The request | Find each line in the rows below that contains the word "batting", and copy those lines out.

Records from a dataset |
——————————

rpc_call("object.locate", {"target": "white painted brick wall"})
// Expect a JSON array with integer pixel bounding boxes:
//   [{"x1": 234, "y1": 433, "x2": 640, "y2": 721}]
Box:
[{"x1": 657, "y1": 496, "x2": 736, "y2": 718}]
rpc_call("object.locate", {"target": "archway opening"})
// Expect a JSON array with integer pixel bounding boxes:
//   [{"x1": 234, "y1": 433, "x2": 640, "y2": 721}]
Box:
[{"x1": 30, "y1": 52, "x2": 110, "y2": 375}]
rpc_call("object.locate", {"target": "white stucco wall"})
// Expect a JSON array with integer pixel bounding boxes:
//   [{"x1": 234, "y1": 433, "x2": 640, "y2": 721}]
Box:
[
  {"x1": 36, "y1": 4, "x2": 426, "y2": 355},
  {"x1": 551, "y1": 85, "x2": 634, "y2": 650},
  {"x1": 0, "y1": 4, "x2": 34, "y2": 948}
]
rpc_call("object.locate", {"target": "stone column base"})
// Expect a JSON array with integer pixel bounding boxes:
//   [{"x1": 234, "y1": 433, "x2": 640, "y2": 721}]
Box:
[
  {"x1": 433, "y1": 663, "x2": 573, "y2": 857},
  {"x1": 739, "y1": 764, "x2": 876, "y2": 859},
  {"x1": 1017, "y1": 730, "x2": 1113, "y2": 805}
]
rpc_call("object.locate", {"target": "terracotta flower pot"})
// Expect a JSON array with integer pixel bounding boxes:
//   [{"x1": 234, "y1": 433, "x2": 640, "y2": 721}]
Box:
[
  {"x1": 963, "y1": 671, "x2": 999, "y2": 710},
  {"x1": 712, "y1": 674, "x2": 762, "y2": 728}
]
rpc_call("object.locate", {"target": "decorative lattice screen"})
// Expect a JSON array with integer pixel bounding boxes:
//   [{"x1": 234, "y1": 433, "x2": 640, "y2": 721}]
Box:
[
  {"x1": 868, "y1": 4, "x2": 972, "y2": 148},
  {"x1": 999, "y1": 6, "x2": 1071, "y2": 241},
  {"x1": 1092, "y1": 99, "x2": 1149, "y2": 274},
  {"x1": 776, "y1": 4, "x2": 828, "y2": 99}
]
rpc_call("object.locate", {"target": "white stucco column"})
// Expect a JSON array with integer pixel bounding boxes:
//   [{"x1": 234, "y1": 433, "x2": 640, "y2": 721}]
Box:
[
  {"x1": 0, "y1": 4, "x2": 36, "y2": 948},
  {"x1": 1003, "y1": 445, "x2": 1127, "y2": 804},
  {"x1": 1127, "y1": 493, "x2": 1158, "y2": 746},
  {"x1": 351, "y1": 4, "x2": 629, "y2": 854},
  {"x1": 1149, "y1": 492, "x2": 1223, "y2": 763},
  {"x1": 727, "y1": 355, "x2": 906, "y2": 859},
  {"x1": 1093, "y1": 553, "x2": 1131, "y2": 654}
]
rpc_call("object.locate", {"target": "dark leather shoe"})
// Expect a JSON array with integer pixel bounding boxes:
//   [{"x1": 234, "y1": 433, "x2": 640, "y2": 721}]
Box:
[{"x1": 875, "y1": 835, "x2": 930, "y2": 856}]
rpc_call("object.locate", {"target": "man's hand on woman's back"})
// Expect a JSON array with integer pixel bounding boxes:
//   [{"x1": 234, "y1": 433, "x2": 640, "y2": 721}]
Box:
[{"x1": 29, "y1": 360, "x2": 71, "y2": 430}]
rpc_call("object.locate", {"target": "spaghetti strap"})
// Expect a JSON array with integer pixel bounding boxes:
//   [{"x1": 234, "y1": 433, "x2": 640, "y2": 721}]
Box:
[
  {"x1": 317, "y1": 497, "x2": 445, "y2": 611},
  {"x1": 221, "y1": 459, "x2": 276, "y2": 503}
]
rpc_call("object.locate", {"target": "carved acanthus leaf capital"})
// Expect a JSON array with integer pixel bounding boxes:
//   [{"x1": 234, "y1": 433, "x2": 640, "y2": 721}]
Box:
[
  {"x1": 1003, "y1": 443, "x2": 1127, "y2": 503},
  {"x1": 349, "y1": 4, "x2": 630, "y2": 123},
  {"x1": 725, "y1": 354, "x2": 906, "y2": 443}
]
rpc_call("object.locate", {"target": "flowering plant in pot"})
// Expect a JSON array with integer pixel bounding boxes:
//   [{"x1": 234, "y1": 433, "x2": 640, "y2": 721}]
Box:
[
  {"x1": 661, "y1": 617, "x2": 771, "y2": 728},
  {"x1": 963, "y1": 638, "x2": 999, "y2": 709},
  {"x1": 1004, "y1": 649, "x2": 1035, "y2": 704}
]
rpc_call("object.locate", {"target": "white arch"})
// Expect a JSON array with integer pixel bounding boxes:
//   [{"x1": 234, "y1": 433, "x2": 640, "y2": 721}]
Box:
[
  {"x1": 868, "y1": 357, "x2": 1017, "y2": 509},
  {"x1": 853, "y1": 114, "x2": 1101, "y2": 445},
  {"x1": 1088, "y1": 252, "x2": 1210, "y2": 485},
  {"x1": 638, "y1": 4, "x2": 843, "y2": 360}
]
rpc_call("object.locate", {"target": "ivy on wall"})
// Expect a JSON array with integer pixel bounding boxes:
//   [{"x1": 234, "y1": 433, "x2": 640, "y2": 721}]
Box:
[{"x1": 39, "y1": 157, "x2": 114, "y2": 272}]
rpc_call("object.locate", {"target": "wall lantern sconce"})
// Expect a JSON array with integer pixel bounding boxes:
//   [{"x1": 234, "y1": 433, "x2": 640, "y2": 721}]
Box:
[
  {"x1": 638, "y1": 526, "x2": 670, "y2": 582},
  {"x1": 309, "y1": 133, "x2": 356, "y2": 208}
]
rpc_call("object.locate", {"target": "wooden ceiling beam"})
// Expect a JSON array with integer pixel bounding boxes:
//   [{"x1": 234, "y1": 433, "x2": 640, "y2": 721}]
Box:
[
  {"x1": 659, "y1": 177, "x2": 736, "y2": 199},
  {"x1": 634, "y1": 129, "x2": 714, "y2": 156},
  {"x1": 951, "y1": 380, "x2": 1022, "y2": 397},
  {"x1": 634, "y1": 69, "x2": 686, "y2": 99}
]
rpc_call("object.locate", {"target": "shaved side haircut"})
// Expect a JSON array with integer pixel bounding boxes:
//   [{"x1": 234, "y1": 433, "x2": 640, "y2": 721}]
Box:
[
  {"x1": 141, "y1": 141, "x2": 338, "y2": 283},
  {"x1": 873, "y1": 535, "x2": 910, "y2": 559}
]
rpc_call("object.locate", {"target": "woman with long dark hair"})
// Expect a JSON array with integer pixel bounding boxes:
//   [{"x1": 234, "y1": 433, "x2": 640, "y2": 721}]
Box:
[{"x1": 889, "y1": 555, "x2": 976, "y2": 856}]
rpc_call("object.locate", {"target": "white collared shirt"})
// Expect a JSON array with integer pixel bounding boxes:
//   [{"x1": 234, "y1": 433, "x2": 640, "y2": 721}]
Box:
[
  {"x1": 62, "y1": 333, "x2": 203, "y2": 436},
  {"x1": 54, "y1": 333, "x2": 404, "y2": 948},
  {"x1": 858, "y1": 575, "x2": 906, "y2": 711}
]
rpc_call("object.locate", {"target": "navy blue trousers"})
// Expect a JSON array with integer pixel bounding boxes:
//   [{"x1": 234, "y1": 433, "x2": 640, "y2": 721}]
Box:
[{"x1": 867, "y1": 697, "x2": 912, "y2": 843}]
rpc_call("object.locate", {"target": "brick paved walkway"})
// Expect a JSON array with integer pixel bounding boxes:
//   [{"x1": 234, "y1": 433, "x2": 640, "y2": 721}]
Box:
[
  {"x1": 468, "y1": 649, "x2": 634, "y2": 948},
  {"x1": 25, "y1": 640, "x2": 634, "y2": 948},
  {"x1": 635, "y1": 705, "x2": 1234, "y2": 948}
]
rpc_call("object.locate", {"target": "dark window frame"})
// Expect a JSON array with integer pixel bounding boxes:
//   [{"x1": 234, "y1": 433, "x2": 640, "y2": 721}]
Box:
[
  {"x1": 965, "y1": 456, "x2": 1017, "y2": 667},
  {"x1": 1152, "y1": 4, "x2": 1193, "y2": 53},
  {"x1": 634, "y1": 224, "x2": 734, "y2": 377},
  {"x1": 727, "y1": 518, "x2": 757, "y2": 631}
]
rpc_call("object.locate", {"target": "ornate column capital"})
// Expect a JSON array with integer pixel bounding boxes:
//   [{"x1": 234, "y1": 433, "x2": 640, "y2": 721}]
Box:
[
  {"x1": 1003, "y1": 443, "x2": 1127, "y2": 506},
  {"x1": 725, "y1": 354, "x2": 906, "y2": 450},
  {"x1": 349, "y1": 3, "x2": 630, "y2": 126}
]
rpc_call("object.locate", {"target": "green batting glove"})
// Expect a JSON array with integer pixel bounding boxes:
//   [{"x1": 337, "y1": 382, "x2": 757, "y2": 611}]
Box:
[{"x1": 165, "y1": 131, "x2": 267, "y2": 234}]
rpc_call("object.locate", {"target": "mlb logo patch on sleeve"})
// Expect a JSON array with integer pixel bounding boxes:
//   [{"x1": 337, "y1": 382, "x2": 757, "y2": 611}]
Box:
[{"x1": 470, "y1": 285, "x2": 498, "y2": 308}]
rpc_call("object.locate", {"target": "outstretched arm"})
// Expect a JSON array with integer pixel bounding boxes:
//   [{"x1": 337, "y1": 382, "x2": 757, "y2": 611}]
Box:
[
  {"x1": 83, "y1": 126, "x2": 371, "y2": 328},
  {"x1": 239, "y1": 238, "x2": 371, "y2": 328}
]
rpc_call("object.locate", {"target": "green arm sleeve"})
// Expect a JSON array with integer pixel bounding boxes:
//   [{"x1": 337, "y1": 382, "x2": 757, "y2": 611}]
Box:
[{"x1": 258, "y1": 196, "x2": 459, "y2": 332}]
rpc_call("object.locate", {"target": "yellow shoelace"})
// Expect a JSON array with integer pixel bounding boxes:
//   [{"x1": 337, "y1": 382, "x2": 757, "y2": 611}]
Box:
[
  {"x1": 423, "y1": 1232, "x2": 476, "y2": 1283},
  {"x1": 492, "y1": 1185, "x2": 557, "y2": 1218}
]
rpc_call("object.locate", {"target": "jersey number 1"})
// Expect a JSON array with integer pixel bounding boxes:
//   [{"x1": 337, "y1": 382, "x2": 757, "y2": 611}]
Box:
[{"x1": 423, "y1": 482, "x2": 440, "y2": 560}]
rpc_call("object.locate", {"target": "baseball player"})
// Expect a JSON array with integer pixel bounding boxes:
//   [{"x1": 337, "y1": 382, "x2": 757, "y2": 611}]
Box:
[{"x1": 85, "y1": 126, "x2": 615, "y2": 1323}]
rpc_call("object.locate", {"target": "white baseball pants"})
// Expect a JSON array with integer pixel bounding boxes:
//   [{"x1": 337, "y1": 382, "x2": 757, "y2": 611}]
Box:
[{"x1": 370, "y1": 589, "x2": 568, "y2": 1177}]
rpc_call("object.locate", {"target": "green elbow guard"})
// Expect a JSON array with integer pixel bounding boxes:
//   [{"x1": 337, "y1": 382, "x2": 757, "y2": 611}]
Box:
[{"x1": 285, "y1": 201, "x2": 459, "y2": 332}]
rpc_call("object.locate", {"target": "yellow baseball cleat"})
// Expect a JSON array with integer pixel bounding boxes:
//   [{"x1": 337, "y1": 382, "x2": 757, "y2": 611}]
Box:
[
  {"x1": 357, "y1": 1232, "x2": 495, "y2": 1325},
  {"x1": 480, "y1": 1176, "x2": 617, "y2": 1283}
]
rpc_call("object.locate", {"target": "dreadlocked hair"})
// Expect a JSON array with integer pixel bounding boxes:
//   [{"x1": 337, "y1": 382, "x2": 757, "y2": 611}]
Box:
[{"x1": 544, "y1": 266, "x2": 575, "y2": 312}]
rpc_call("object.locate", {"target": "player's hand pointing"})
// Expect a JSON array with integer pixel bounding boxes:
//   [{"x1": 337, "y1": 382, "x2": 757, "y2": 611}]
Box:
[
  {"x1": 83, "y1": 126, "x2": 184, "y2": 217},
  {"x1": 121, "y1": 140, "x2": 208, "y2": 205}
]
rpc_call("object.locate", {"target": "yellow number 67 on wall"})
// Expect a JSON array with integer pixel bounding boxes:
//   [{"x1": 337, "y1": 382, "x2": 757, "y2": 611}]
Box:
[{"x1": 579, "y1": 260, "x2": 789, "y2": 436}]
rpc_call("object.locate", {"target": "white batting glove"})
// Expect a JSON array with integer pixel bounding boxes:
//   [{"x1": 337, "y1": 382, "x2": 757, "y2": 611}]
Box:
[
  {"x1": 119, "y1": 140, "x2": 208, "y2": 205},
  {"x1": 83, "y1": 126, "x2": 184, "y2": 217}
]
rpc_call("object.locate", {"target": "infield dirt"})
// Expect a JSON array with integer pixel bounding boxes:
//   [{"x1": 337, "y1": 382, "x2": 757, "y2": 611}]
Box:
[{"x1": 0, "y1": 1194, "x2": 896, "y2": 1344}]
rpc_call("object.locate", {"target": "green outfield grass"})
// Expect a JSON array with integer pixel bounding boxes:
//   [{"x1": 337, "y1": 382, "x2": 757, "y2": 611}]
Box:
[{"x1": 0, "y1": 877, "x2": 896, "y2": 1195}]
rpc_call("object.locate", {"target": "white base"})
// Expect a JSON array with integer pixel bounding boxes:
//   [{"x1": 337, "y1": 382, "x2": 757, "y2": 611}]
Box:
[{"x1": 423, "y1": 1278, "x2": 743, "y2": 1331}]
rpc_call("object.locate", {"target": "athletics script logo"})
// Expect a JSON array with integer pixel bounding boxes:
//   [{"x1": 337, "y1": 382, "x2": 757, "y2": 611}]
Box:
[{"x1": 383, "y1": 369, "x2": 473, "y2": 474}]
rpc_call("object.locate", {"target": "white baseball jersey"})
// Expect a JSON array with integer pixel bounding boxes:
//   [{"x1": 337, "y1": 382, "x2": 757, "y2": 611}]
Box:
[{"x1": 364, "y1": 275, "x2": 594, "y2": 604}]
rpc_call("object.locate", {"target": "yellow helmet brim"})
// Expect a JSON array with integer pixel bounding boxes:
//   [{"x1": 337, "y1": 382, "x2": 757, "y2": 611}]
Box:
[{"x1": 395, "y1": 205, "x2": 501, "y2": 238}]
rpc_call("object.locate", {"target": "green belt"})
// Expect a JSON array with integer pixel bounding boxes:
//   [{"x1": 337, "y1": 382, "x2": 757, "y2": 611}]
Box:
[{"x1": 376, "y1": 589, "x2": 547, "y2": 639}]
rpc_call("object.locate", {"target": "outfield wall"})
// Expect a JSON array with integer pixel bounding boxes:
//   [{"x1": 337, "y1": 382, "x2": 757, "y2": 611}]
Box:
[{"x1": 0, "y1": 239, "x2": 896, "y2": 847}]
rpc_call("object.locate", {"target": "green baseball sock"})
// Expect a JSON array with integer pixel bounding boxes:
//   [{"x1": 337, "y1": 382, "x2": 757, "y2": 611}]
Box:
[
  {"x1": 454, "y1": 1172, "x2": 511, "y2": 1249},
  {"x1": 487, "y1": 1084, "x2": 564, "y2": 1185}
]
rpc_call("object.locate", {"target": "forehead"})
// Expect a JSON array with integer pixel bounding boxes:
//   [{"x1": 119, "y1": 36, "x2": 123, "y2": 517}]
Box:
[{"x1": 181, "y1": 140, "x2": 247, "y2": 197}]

——————————

Answer below |
rpc_call("object.locate", {"target": "green batting glove"})
rpc_call("object.locate", {"target": "white batting glove"})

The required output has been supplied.